QUESTIONS TO ANSWER:
- 1) Write out the post about turning 40 exactly, starting with "In case you’re" and going on through "rests with me.".
- 2) Name every software product or platform mentioned in the post about turning 40.

EXCERPT PROVIDED:

++++++++

On turning 40 today
Holy crap.
In case you’re wondering how I spent such a milestone of a day: well, I spent hours of it at an important virtual grant review meeting with the Department of Defense. Alas, when it came time for my own big presentation at that meeting—about what my students and I had done over the past five years to lay the theoretical foundations for the recent achievement of quantum computational supremacy—I’d uploaded the completely wrong PowerPoint file (it was something.pptx rather than something.ppt, where they weren’t two versions of the same presentation). Sorting this out took about 10 minutes, destroyed my momentum, and wasted everyone’s time. I partly blame the Microsoft Teams platform, whose limitations as conferencing software compared to Zoom necessitated emailing my presentation in the first place. But of course, part of the blame rests with me.
I had to explain apologetically to the US Department of Defense that I’m no good with tech stuff—being a mere computer science PhD. And unlike many of my colleagues (who I envy), back in my youth—for at age 40 I’m no longer young—I never had enough time to become both the kind of person who might earn a big grant to do quantum computing theory, and the kind of person who’d be minimally competent at the logistics of a review meeting for such a grant.

++++++++

ENTRIES SHOWN:
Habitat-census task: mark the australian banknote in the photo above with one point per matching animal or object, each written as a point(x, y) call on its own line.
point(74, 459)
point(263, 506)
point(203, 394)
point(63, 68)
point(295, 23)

++++++++

TASK RESULTS:
- 1)
In case you’re wondering how I spent such a milestone of a day: well, I spent hours of it at an important virtual grant review meeting with the Department of Defense. Alas, when it came time for my own big presentation at that meeting—about what my students and I had done over the past five years to lay the theoretical foundations for the recent achievement of quantum computational supremacy—I’d uploaded the completely wrong PowerPoint file (it was something.pptx rather than something.ppt, where they weren’t two versions of the same presentation). Sorting this out took about 10 minutes, destroyed my momentum, and wasted everyone’s time. I partly blame the Microsoft Teams platform, whose limitations as conferencing software compared to Zoom necessitated emailing my presentation in the first place. But of course, part of the blame rests with me.

- 2) PowerPoint, Microsoft Teams, Zoom